Record excerpts: Begin
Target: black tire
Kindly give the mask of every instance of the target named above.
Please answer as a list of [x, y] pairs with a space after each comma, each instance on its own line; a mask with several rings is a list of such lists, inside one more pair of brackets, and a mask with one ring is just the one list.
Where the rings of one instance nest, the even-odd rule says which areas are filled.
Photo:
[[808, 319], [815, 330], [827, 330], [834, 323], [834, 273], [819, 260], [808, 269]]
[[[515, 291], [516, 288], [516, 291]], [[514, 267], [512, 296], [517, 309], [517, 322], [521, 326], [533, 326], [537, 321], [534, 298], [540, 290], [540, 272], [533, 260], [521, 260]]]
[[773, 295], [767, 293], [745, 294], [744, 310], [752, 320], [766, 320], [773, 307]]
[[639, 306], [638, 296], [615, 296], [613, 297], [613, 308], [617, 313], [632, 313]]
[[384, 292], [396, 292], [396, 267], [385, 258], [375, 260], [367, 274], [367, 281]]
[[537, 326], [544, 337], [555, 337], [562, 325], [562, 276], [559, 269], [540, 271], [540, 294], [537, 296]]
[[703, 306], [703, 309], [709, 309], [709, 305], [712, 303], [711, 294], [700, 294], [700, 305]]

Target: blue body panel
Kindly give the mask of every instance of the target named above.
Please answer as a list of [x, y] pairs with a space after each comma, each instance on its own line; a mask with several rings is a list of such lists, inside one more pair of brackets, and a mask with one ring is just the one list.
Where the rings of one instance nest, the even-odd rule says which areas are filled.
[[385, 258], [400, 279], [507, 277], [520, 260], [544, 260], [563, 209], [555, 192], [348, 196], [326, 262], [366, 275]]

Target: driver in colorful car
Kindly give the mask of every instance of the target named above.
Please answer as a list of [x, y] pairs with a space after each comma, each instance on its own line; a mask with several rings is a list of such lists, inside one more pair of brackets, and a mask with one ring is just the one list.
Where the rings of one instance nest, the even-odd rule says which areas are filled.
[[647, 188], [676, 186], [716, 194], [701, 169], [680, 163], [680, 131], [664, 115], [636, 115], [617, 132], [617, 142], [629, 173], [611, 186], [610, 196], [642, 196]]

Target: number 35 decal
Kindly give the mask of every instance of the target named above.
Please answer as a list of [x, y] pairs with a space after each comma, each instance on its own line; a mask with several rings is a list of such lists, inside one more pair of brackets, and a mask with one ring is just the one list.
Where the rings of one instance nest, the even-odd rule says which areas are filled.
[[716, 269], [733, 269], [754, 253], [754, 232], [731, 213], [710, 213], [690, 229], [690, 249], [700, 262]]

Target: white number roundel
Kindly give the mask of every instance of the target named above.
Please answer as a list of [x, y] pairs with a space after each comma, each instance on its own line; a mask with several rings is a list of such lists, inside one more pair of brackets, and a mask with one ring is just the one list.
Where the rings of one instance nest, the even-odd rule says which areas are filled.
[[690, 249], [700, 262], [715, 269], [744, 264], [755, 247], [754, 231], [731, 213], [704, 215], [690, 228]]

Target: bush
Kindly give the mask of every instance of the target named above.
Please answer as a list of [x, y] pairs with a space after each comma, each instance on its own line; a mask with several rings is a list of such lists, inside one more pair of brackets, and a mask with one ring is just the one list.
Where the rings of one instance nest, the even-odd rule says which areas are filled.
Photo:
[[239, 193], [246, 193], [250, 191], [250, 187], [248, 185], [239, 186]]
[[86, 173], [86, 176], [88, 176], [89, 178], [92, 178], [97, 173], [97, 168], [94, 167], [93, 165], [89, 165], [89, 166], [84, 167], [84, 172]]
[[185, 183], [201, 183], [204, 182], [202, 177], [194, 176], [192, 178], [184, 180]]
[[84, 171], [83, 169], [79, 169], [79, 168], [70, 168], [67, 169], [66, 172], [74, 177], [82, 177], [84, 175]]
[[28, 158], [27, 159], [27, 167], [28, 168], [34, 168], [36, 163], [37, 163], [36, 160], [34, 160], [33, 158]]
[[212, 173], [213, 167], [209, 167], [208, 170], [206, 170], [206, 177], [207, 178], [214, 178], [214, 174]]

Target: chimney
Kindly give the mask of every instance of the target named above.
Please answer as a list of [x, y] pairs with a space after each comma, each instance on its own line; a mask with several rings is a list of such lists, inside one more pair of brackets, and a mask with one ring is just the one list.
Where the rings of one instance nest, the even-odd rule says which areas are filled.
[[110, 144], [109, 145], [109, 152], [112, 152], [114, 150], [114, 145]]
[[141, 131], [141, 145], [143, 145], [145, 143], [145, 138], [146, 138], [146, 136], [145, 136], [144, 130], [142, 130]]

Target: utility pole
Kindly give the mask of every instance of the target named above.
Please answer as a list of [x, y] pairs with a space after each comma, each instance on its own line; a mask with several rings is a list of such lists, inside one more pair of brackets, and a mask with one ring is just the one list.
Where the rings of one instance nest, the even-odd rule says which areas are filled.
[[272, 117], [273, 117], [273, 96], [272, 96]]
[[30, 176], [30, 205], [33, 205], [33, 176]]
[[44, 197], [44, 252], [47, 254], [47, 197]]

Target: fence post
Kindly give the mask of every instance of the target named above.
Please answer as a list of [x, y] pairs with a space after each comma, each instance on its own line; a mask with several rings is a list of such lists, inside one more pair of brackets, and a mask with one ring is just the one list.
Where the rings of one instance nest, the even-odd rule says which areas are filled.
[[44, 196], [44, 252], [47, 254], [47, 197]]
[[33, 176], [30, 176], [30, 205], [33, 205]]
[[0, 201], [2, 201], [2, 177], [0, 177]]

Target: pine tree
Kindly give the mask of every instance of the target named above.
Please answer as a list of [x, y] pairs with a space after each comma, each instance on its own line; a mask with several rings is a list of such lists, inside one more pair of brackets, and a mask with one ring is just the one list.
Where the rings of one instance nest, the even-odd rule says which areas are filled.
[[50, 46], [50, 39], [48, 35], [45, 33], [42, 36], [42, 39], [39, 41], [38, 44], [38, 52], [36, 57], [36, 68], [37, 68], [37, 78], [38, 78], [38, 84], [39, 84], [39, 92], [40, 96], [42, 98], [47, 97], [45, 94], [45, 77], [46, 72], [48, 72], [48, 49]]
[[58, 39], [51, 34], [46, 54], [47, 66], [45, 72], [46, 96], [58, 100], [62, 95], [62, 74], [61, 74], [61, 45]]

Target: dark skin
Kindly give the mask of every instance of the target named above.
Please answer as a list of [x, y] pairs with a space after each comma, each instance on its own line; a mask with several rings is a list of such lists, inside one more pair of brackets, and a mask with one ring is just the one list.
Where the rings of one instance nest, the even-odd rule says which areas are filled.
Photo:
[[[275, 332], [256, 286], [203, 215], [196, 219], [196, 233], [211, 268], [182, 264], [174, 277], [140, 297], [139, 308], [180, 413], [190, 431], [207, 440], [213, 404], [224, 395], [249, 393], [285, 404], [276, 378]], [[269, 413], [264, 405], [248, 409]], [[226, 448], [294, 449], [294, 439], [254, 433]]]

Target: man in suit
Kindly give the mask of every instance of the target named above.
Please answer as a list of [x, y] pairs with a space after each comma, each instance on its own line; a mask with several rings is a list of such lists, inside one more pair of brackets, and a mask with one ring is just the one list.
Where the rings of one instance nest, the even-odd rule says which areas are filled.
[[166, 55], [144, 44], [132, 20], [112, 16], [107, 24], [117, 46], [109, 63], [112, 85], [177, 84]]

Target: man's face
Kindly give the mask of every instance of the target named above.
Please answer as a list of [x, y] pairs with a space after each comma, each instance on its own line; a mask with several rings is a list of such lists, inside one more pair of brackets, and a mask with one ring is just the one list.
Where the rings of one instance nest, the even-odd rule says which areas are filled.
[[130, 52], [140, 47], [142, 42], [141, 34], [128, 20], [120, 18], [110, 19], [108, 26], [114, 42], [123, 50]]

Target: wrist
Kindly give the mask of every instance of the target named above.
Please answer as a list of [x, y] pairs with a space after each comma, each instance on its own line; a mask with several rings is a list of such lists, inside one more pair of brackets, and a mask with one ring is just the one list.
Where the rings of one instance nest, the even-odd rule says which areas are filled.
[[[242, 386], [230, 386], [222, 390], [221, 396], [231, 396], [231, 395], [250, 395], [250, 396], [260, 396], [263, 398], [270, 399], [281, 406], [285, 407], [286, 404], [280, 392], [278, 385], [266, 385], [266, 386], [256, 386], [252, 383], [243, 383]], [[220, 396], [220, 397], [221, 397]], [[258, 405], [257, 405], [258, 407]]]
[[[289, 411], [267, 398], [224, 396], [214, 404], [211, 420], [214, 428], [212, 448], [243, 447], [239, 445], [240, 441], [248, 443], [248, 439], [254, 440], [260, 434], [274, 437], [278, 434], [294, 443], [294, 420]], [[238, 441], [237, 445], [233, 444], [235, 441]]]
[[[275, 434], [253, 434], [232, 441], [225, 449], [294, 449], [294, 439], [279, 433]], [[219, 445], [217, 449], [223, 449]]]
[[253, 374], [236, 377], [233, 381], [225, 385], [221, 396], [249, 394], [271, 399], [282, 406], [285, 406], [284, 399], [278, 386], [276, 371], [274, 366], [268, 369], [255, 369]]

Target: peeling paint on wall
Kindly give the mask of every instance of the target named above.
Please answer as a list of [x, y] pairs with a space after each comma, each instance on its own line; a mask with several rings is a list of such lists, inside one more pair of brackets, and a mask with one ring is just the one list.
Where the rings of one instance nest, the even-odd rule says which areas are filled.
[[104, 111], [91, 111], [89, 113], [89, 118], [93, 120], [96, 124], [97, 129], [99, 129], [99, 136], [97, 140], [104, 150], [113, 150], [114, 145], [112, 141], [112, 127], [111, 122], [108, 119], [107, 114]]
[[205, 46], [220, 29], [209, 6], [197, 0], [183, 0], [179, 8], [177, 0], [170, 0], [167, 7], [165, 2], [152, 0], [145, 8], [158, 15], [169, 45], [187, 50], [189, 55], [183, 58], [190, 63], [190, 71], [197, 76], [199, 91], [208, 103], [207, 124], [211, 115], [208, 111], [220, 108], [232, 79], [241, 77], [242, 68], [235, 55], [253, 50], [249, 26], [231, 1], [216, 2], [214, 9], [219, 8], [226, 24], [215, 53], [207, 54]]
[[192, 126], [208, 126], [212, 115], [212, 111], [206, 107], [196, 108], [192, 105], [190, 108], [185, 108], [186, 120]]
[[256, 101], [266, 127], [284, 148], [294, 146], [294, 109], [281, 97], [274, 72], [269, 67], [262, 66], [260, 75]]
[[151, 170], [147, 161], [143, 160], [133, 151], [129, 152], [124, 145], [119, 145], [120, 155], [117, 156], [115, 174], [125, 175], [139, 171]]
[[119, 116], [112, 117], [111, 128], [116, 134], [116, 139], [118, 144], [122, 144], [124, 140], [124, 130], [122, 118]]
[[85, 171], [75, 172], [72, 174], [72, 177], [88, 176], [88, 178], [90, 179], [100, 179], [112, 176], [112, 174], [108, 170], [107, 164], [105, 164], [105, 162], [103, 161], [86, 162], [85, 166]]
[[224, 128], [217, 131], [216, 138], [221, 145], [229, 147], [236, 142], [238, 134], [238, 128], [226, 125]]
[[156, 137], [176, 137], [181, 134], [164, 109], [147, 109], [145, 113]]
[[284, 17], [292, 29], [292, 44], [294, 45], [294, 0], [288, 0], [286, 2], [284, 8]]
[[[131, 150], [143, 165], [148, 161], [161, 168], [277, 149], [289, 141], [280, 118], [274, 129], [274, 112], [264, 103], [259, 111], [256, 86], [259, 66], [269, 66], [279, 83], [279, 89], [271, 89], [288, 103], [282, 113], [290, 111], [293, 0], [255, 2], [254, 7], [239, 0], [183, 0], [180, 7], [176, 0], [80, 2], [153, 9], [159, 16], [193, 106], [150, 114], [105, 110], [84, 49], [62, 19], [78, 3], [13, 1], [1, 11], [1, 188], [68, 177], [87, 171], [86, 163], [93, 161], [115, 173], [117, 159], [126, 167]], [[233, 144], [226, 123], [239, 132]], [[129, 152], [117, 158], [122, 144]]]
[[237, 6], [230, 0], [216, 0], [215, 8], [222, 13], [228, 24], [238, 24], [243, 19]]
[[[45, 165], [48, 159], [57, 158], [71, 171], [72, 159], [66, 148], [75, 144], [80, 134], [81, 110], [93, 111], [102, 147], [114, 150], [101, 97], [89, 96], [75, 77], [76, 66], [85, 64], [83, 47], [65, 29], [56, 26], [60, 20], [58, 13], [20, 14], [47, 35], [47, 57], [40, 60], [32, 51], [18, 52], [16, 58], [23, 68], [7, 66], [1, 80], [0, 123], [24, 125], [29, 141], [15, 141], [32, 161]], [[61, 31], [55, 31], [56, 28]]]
Record excerpts: End
> _Task objective_
Copy every line of the data where "number" is found.

> _Your response_
Target: number 35 decal
Target: white number roundel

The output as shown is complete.